**SHORT PROBLEM:** Reproduce every line of the records below word for word, leaving out the pictures.

+++ RECORD LIST +++

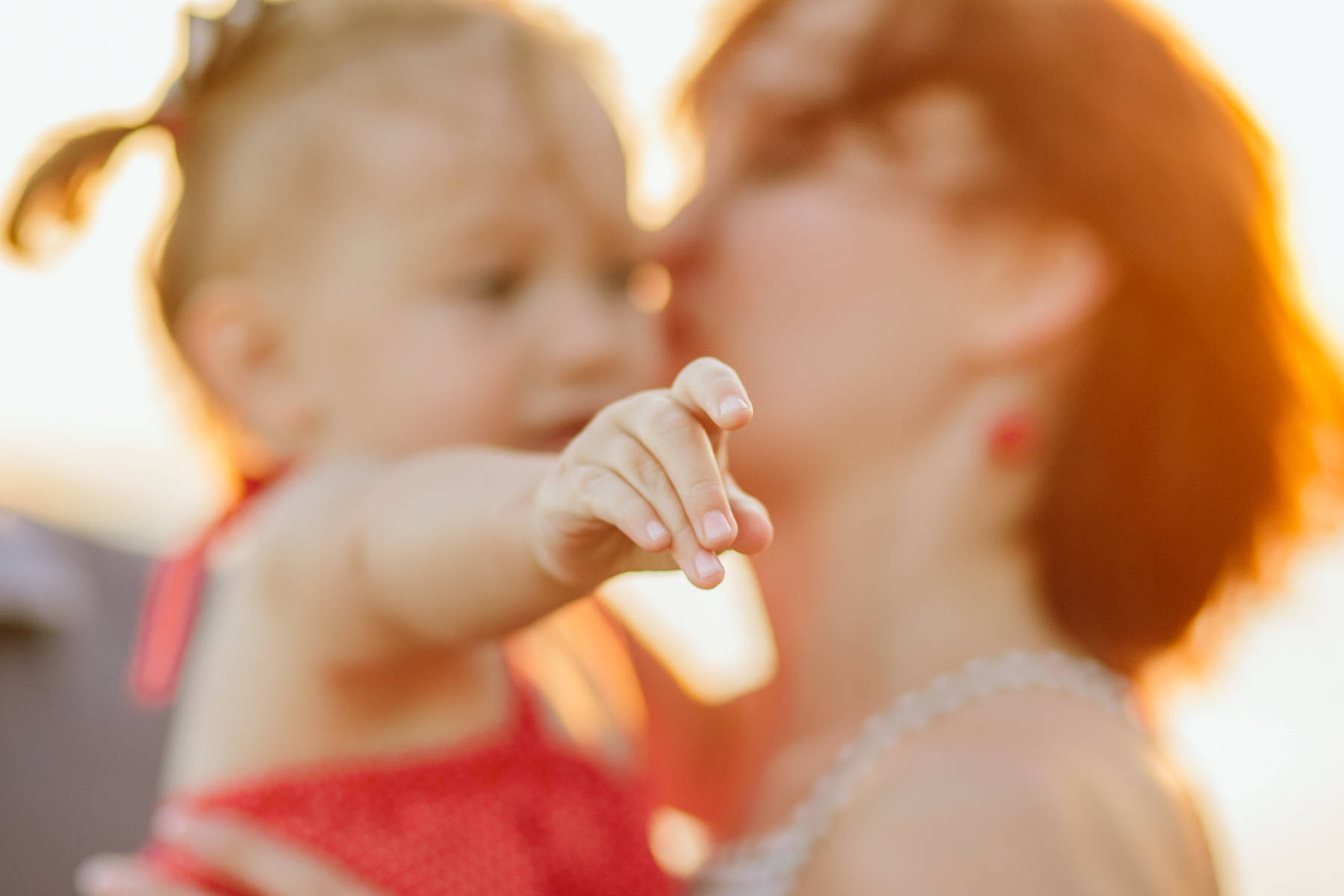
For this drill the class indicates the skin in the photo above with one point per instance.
(457, 292)
(883, 336)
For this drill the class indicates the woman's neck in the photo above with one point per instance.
(880, 582)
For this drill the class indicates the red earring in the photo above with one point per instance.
(1014, 438)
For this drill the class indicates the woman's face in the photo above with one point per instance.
(838, 281)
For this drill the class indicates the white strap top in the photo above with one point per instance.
(769, 864)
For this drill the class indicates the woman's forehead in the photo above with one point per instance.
(799, 54)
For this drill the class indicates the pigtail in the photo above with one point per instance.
(58, 190)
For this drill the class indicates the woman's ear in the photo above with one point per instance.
(238, 344)
(1048, 294)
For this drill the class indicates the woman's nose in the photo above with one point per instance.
(584, 337)
(679, 245)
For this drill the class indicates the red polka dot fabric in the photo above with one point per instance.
(515, 817)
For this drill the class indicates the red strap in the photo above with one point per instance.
(169, 609)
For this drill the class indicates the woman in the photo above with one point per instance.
(1006, 281)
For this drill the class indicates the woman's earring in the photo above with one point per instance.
(1014, 438)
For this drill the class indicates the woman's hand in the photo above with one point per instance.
(233, 849)
(645, 487)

+++

**SOLUTION FOR THIS PROBLEM:**
For this drill the class indicates the skin in the photo above with one point per instance.
(457, 292)
(883, 336)
For this drill the class indicates the woman's neck in the photo above with one point per instance.
(880, 582)
For this drill the class indicates the red earring in the photo above with one point per instance.
(1014, 438)
For this drill the class indicates the woman's face in the photo above with one point per instance.
(838, 281)
For this drill the class indicates the white strap top in the photo above with one point per instance.
(769, 864)
For this drill the class indicates the woman's forehead in the photo above with one point per instance.
(799, 54)
For this drill the class indicates the pigtail in the photo above with one point per instance.
(58, 190)
For this drill the class indicates the woman's ear in the photo above with one point per instance.
(238, 344)
(1048, 294)
For this drill the class indicates the woman's nose in the photo above with one point per instance.
(584, 337)
(679, 245)
For this drill the class indicates the red polka dot fabric in the photo above with one point per instance.
(515, 817)
For this drill the class indicates the red strap in the photo above with one point per instance.
(169, 609)
For this drill the class indicates the woman in the photo above with one point per instance.
(1006, 281)
For this drill the class indicates the woman's earring in the photo above with one point per instance.
(1014, 438)
For this drill the class indicates the woman's hand in the photo above with one point per instance.
(233, 849)
(645, 487)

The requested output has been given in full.